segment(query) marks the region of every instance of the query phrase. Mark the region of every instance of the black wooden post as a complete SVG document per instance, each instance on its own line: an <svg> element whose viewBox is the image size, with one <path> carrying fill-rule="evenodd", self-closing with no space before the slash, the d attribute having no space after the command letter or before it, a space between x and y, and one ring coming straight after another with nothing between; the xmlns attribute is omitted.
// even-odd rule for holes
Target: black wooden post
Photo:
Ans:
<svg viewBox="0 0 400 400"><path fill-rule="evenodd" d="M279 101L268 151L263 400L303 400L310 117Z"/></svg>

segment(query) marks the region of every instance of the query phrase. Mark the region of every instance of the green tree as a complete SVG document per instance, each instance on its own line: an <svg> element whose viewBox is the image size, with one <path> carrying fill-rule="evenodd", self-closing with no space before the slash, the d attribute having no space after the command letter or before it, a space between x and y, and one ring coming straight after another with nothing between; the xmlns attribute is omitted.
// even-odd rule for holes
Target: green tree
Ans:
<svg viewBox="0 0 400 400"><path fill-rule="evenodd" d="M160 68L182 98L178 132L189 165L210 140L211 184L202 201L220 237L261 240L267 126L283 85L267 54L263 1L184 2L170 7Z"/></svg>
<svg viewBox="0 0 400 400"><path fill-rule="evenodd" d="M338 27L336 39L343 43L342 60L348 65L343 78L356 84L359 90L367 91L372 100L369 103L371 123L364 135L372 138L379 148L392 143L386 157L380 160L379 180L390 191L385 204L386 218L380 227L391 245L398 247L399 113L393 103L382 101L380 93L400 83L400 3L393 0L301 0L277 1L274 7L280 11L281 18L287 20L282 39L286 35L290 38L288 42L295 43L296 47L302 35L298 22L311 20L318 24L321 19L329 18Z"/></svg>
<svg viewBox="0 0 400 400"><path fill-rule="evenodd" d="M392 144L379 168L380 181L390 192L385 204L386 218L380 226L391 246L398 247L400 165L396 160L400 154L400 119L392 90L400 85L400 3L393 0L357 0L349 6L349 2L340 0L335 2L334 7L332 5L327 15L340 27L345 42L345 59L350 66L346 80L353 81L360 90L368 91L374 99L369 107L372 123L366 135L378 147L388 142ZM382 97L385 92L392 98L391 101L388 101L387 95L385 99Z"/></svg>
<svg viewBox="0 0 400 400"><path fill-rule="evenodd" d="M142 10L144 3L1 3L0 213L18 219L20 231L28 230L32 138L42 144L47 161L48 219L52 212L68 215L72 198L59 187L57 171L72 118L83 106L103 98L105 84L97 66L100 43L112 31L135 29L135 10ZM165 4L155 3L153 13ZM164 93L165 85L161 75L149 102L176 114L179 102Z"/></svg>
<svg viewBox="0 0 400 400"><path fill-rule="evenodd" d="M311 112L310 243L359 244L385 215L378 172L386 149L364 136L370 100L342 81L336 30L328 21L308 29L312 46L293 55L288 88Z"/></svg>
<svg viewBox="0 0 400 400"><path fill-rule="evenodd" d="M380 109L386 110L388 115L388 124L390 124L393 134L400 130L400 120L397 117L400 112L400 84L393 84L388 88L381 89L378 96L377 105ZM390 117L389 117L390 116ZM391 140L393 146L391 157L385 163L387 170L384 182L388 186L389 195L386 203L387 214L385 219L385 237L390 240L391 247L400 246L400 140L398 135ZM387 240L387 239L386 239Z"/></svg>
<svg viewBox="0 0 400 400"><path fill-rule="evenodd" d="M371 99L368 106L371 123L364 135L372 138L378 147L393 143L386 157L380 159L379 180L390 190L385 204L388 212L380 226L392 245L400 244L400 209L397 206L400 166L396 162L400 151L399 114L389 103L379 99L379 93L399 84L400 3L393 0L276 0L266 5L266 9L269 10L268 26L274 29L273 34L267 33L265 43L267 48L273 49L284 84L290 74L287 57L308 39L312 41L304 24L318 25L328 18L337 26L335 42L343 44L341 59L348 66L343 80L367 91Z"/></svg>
.....
- [What you are asked to do]:
All the records above must be transcribed without a single change to any word.

- [Response]:
segment(query) marks the region of every instance of the query phrase. Mark the region of every instance of the black wooden post as a complete SVG document per instance, each instance on its own line: an <svg> element whose viewBox is the image size, with one <path> carrying fill-rule="evenodd", self-closing with no space before the slash, the d attribute having no space after the command letter or before it, a space between x and y, and one ring coming straight after another with nothing between; the xmlns attribute is omitted.
// even-odd rule for holes
Target: black wooden post
Photo:
Ans:
<svg viewBox="0 0 400 400"><path fill-rule="evenodd" d="M279 101L268 151L263 400L303 400L310 117Z"/></svg>

segment(query) marks the region of every instance of the query phrase. Mark the region of every instance of the green tree as a complete SVG document per instance, each instance on its own line: an <svg> element whose viewBox is the image size, with one <path> carrying fill-rule="evenodd", self-closing with no space before the slash, the d attribute having no space after the command letter or before it, a space between x and y, and one ring coming straight after another with nothing between; the xmlns attribute is omitted.
// even-odd rule for holes
Target: green tree
Ans:
<svg viewBox="0 0 400 400"><path fill-rule="evenodd" d="M160 68L182 98L178 132L189 165L210 140L211 184L202 201L220 237L261 240L267 126L283 85L267 54L263 1L184 2L170 7Z"/></svg>
<svg viewBox="0 0 400 400"><path fill-rule="evenodd" d="M338 27L336 39L343 43L342 60L348 65L343 78L356 84L359 90L367 91L372 100L369 103L371 123L364 135L372 138L379 148L392 143L386 157L380 160L379 180L390 191L385 204L386 218L380 227L391 245L398 247L399 113L393 103L382 101L380 93L400 83L400 3L393 0L301 0L277 1L274 7L280 11L281 18L287 20L282 39L286 35L290 38L288 42L295 43L296 47L302 35L298 22L311 20L318 24L321 19L329 18Z"/></svg>
<svg viewBox="0 0 400 400"><path fill-rule="evenodd" d="M392 144L379 168L380 181L390 192L385 204L386 218L380 226L391 246L398 247L400 165L396 160L400 154L400 119L392 90L400 85L400 3L393 0L357 0L349 6L349 2L340 0L335 2L334 7L332 5L327 15L340 27L345 42L345 59L350 66L346 80L353 81L360 90L368 91L374 99L369 107L372 123L366 135L378 147L388 142ZM382 97L385 92L392 98L391 101L388 101L387 95L385 99Z"/></svg>
<svg viewBox="0 0 400 400"><path fill-rule="evenodd" d="M142 10L144 3L1 3L0 213L18 219L20 231L28 230L32 138L42 144L47 161L48 219L52 212L68 215L72 198L59 187L57 171L72 118L83 106L103 98L105 84L97 66L100 43L112 31L135 29L135 10ZM165 4L155 3L153 13ZM164 93L165 85L161 75L149 102L176 114L179 102Z"/></svg>
<svg viewBox="0 0 400 400"><path fill-rule="evenodd" d="M311 112L310 243L359 244L385 215L378 172L386 149L364 136L370 100L342 81L336 30L328 21L308 29L312 46L293 55L288 88Z"/></svg>
<svg viewBox="0 0 400 400"><path fill-rule="evenodd" d="M380 109L386 110L388 115L388 124L390 124L393 134L400 130L400 120L397 117L400 112L400 84L393 84L388 88L381 89L378 96L377 105ZM390 117L389 117L390 116ZM391 140L393 146L391 157L385 163L387 170L384 182L388 186L389 195L386 203L387 214L385 219L385 237L390 240L391 247L400 246L400 140L398 135ZM387 240L387 239L386 239Z"/></svg>
<svg viewBox="0 0 400 400"><path fill-rule="evenodd" d="M371 99L368 106L371 123L364 135L372 138L378 147L393 143L386 157L380 159L379 180L390 190L385 204L388 212L380 226L392 245L400 244L400 209L397 206L400 166L396 162L400 151L399 114L389 103L379 99L379 93L399 84L400 3L393 0L276 0L266 5L266 9L269 10L268 26L274 29L273 34L267 33L265 43L267 48L273 49L284 84L290 74L287 57L308 39L312 41L304 24L318 25L328 18L337 26L335 42L343 44L341 59L348 66L343 80L367 91Z"/></svg>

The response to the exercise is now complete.